Dataset excerpts:
+===+

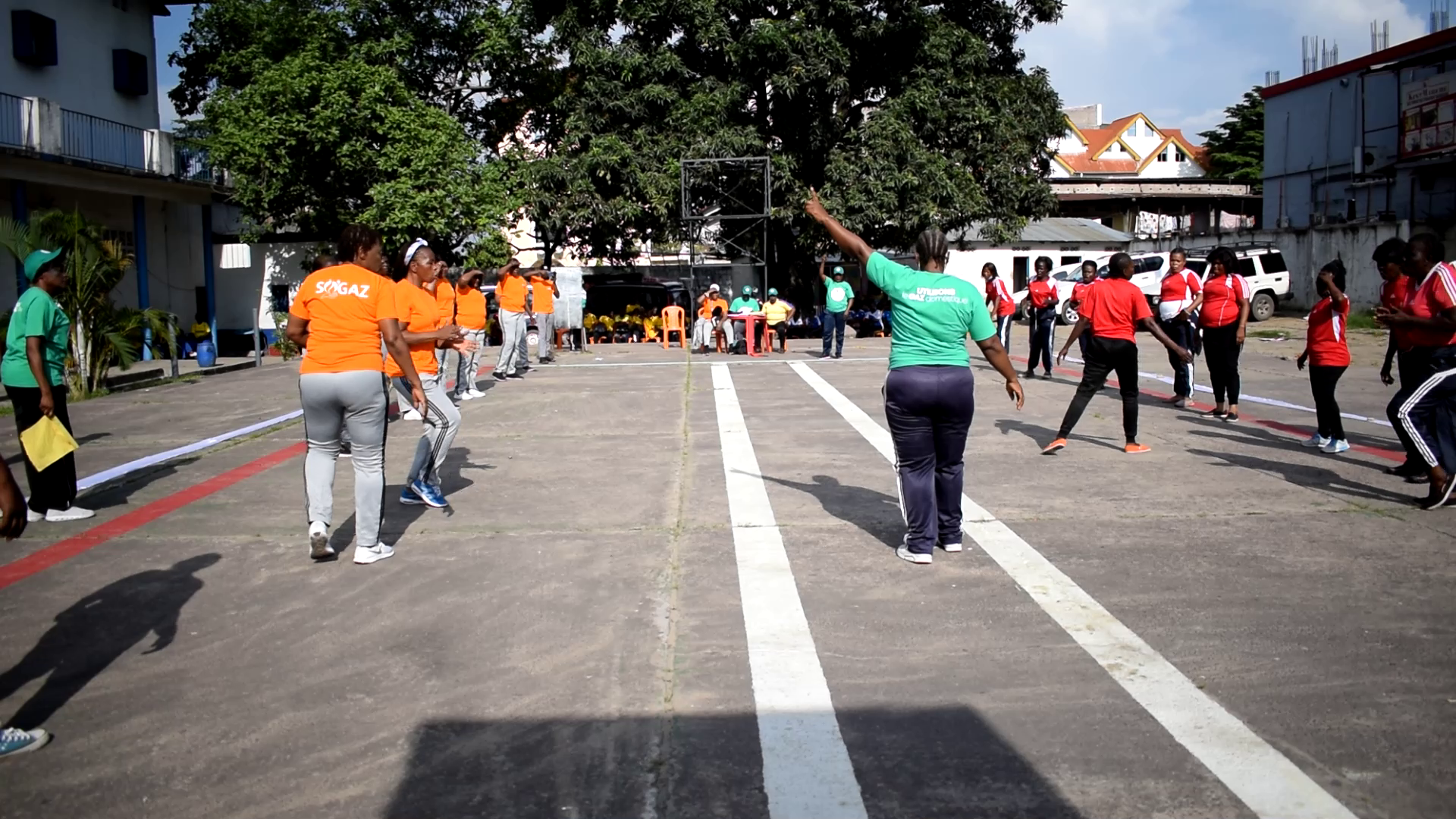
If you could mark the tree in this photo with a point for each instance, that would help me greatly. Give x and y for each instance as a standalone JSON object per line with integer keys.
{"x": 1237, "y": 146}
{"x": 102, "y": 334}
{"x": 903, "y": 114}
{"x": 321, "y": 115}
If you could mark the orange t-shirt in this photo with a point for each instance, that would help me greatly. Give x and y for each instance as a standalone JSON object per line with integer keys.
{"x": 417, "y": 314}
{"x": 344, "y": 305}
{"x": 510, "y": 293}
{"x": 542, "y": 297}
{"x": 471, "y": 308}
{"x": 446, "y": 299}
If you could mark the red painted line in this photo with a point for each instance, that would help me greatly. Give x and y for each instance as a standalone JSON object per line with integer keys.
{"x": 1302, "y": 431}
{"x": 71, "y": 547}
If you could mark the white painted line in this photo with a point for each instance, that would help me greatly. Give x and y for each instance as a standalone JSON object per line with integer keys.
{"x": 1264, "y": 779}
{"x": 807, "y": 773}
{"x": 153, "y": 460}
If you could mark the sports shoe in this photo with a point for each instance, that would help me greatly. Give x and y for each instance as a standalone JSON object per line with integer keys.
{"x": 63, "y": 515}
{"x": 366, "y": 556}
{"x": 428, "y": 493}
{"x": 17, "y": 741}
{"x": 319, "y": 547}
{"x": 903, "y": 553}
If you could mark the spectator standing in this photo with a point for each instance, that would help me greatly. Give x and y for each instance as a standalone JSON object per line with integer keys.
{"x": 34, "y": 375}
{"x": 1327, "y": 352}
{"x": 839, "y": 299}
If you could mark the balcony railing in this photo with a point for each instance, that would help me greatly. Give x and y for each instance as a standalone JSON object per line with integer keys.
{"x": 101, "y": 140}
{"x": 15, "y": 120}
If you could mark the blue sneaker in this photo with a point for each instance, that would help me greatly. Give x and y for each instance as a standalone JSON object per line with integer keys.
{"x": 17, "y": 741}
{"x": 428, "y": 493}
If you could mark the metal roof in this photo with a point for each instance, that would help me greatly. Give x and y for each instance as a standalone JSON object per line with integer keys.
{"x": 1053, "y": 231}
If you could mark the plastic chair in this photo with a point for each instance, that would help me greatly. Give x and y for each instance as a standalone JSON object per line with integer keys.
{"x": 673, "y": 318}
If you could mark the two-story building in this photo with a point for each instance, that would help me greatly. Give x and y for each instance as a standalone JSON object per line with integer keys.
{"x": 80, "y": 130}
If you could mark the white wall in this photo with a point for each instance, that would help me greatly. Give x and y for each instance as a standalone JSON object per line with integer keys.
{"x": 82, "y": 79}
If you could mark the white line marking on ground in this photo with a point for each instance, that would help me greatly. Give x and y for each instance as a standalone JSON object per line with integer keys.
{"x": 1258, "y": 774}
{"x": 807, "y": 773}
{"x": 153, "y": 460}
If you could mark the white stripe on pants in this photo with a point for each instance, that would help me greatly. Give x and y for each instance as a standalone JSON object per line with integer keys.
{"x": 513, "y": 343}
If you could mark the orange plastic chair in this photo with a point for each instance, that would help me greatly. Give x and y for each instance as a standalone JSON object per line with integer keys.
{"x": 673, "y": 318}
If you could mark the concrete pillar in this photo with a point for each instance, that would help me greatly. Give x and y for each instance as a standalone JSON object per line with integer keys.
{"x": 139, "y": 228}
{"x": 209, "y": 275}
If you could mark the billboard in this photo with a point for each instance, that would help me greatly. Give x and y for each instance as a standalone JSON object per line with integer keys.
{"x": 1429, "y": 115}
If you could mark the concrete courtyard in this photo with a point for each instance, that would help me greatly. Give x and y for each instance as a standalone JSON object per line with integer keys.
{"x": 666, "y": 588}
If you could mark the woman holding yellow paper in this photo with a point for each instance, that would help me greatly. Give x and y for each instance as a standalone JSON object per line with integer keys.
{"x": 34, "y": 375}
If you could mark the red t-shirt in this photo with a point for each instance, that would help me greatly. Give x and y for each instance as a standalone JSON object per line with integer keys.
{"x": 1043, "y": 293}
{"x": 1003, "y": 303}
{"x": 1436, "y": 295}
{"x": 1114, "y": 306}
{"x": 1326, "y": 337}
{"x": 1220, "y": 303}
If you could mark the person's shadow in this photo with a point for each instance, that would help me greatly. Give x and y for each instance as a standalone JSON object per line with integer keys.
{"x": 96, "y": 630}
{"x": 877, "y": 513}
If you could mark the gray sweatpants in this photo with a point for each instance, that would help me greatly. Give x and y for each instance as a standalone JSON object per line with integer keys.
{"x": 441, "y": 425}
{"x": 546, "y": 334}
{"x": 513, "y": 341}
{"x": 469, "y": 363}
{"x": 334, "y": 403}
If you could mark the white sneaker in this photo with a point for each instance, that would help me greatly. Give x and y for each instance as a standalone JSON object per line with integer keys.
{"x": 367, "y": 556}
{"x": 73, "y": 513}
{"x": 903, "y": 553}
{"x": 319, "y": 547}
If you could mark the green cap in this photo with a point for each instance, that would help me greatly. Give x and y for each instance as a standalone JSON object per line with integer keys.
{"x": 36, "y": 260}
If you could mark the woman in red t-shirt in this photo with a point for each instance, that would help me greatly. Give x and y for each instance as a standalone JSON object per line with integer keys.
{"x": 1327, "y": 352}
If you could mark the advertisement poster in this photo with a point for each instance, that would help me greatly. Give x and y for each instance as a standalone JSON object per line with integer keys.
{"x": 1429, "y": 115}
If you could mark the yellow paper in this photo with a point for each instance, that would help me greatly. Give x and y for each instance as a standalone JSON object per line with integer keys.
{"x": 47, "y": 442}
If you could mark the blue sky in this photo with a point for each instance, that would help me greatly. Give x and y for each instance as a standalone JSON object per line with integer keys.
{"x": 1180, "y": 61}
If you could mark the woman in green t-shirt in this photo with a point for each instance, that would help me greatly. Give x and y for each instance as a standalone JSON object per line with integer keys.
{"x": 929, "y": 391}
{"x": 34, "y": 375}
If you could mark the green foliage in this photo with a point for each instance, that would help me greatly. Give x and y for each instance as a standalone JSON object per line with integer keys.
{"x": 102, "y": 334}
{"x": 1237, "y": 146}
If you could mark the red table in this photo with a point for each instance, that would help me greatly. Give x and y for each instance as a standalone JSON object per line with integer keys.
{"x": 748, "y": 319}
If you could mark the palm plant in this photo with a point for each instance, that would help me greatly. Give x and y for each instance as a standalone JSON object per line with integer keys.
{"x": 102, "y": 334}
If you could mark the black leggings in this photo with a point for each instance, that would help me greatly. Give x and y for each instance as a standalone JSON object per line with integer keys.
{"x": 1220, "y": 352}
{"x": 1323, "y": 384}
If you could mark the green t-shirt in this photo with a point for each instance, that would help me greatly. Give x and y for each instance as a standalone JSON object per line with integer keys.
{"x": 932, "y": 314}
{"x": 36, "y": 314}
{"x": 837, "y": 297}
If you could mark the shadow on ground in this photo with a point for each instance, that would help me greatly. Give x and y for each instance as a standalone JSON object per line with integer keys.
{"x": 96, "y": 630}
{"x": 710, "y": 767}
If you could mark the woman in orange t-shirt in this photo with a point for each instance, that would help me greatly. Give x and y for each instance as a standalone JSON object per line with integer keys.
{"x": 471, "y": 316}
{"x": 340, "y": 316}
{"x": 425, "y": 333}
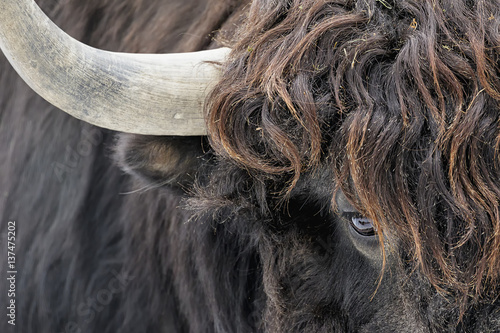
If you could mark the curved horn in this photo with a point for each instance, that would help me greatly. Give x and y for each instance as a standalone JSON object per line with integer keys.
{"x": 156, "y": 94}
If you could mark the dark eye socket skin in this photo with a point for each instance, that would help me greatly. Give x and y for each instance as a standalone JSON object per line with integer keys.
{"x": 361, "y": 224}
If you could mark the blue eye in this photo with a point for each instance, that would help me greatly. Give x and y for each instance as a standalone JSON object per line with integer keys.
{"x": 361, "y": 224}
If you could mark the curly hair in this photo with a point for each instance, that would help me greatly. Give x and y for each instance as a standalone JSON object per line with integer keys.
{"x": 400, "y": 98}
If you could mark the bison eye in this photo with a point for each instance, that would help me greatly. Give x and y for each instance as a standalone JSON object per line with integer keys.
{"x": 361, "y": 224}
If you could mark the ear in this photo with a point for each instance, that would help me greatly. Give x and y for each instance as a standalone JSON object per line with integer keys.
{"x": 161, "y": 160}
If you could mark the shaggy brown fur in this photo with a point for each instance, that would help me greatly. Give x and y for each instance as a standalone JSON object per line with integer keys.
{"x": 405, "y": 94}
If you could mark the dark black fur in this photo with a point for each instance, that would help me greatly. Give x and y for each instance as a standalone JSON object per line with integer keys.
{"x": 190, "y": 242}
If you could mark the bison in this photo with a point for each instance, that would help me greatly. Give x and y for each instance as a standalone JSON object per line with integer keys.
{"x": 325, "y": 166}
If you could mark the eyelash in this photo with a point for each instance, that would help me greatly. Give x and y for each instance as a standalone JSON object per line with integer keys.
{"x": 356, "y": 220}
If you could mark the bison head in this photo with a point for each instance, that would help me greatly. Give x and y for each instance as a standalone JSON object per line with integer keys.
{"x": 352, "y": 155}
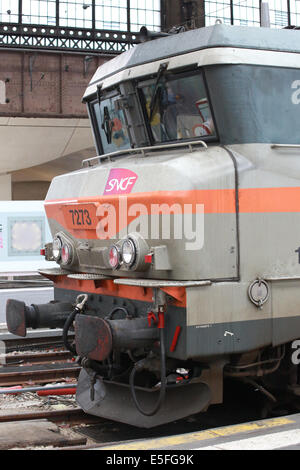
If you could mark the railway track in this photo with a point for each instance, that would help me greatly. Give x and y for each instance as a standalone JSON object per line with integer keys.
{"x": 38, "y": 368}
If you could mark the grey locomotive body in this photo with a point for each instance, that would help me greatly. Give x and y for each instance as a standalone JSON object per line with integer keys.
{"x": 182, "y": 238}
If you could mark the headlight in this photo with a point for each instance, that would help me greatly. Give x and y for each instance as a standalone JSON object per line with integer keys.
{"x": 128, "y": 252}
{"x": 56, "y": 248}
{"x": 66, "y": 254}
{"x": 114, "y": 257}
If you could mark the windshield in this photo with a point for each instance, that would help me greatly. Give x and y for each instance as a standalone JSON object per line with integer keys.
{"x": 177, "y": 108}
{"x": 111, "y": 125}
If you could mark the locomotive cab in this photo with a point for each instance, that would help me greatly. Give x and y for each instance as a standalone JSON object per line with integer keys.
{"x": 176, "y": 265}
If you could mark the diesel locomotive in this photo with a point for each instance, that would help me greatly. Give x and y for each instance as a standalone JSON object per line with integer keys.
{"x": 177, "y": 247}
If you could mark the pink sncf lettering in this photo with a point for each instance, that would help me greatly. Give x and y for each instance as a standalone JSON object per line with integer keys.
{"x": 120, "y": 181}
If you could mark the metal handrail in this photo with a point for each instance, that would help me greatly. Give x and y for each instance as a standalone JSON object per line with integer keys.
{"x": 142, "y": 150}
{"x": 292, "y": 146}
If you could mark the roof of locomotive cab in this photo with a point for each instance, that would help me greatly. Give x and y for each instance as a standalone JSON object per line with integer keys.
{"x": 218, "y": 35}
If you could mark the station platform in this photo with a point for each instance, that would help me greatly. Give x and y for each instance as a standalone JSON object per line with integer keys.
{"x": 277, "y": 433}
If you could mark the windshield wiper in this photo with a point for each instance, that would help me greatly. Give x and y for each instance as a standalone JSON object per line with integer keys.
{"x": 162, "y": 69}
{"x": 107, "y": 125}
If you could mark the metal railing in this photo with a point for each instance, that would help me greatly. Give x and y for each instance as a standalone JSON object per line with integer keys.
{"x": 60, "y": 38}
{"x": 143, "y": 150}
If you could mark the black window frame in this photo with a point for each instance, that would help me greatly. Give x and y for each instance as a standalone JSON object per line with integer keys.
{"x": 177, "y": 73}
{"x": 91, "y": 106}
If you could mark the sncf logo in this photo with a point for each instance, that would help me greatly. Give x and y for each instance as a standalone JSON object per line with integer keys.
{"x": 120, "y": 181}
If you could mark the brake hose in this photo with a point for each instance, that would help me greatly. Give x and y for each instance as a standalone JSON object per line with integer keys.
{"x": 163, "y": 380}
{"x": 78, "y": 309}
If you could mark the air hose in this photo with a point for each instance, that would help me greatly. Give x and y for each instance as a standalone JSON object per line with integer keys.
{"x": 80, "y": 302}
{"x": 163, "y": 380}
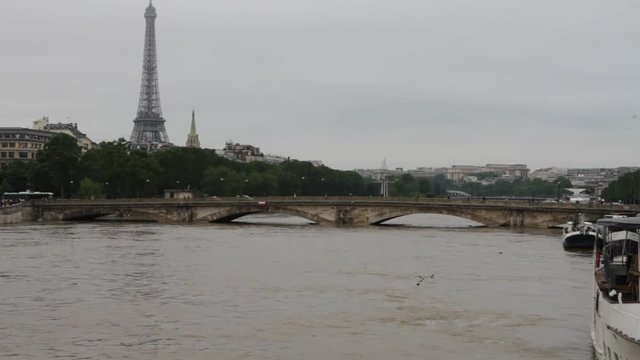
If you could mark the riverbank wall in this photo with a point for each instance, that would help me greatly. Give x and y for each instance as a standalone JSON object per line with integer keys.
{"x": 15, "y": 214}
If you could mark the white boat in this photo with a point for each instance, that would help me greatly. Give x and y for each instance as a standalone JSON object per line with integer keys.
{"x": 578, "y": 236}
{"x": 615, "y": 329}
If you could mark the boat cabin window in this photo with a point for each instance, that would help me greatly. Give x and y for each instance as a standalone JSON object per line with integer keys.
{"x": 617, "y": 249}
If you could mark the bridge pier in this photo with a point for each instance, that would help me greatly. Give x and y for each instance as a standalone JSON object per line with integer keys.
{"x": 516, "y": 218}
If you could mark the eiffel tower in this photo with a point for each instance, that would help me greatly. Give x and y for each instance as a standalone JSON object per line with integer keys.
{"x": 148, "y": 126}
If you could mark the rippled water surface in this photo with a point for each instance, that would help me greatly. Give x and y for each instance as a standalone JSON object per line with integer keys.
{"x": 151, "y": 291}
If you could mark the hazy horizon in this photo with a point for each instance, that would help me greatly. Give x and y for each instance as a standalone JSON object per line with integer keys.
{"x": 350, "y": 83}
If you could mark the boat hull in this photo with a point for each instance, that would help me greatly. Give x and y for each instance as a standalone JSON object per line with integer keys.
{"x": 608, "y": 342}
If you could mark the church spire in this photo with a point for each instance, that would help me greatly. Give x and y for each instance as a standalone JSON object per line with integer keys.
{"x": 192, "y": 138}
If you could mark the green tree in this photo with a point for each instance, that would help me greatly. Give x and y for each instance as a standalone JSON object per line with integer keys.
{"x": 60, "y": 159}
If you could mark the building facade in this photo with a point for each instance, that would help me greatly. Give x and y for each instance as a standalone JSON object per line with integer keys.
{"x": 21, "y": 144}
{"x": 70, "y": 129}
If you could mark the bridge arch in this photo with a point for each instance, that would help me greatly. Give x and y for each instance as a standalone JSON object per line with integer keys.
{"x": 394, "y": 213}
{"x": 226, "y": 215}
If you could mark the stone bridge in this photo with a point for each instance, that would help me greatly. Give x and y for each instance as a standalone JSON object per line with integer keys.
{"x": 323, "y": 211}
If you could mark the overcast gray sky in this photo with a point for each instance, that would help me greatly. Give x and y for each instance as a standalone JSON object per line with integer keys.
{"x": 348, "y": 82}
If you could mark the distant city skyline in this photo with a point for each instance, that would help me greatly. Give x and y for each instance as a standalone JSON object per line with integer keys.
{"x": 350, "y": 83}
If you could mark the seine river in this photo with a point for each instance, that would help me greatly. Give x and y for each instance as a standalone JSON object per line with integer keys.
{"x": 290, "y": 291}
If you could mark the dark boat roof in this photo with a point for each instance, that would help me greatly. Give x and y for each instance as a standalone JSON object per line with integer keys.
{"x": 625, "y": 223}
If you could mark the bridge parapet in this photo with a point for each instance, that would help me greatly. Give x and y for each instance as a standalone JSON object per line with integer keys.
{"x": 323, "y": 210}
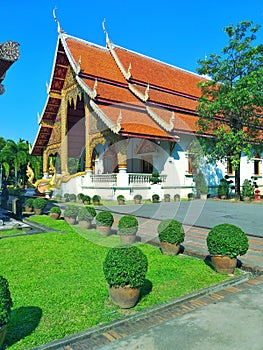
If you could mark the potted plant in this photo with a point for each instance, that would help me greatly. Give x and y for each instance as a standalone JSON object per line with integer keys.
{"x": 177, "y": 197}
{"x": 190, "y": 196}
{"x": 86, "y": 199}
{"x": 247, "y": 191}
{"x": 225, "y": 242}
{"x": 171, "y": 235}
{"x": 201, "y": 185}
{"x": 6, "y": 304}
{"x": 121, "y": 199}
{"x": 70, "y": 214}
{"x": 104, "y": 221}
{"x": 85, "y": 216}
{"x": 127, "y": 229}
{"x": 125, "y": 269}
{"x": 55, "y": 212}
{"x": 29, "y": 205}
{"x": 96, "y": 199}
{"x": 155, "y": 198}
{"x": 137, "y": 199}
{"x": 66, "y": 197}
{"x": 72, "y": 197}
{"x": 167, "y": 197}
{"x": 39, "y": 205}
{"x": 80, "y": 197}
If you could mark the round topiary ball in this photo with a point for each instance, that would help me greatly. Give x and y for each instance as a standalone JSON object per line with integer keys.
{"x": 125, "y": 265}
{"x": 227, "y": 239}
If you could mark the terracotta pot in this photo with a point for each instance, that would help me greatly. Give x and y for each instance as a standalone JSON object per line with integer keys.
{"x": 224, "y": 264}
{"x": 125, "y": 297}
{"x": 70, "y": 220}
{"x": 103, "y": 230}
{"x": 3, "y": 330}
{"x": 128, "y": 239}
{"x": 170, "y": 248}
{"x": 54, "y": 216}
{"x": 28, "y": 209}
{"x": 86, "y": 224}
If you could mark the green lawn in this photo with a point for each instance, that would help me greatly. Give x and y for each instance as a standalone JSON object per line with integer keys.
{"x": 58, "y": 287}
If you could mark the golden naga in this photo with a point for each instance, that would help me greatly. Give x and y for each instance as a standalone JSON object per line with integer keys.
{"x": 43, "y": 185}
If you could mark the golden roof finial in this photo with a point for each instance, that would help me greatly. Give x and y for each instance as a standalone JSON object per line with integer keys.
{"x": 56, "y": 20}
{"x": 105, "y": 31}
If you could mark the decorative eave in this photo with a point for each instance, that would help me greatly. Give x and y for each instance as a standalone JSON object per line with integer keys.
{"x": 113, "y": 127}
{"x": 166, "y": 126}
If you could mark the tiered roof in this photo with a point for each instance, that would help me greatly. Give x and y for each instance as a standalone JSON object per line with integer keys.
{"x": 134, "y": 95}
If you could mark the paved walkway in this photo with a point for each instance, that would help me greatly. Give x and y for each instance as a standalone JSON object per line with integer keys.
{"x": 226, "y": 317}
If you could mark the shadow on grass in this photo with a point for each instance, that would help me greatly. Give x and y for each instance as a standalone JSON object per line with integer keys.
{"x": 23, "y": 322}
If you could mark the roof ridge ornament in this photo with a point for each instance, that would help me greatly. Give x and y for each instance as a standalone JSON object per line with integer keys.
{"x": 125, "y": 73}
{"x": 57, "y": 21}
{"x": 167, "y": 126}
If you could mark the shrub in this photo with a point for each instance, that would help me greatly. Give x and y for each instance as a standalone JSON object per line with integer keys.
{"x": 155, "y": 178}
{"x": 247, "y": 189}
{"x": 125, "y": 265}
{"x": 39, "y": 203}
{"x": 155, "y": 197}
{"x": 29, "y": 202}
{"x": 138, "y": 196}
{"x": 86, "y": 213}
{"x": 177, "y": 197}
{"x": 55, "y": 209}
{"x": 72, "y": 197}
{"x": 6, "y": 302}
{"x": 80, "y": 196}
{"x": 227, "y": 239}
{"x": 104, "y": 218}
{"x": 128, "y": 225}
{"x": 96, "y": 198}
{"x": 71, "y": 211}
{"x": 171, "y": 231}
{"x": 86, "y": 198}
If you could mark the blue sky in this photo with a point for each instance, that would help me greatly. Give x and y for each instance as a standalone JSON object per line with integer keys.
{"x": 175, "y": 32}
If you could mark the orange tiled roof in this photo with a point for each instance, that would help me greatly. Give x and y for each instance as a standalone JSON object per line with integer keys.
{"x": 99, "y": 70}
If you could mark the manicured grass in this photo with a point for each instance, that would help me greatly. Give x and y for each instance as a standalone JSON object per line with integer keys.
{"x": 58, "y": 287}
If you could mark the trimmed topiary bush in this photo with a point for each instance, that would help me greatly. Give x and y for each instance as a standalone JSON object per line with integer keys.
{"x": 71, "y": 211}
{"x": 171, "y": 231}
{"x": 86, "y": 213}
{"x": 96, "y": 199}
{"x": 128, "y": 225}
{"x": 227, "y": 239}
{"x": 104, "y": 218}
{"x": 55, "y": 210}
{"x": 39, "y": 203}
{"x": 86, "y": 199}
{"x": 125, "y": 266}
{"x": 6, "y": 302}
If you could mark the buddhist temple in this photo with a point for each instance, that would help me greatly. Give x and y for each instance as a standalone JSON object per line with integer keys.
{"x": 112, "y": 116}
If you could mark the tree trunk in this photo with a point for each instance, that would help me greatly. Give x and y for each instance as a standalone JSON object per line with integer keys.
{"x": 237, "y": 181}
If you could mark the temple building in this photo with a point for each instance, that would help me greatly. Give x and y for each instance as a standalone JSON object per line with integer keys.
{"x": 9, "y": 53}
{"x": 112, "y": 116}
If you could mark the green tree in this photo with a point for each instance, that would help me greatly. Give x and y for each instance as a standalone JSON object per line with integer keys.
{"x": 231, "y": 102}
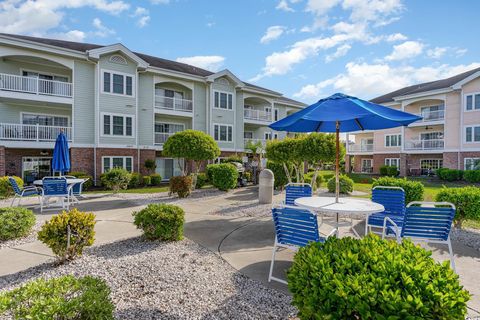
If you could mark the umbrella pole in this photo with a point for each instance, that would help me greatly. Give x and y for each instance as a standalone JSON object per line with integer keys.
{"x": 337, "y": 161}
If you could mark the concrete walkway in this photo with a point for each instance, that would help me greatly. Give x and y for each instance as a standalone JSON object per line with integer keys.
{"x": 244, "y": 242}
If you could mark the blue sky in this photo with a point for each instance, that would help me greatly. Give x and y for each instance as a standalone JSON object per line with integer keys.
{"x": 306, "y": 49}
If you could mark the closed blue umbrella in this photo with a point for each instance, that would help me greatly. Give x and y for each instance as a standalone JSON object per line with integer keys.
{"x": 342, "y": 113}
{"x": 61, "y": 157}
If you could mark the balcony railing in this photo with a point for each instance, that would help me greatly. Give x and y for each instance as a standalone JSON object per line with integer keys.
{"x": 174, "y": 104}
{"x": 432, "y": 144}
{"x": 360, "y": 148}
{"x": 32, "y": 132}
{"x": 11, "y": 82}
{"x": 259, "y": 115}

+===+

Written instruction: Above are the records; copy exactly the lines from the one with "If you could mark the umbrella" through the final line.

Written solution:
If you could mark the umbrella pole in this photo with a point for each instance, that would help me greatly. Give x and y for each instance as a standalone JSON object per line with integer keys.
{"x": 337, "y": 161}
If you could mark the concrete walkway in this photo with a point for each instance, that would help me greatly. Give x and y for each instance as a standalone JSON object per line with integer keys.
{"x": 244, "y": 242}
If you could mark the blue sky in this photo with a point for each instance, that would help me greatly. Give x and y for each instance as a standalone JSON object per line with integer keys.
{"x": 306, "y": 49}
If you could mark the closed blue umbrella in this photo with a point for each instance, that would help me greatly. Give x and y for each instance as a standalone JSON object per line with integer keys.
{"x": 342, "y": 113}
{"x": 61, "y": 157}
If you could mark the balcony railing in this photo with a point for each instance, that would help me greatly. Give x and y for each instance as a standalone JSON object per line with integer keys.
{"x": 174, "y": 104}
{"x": 432, "y": 144}
{"x": 360, "y": 148}
{"x": 32, "y": 132}
{"x": 11, "y": 82}
{"x": 259, "y": 115}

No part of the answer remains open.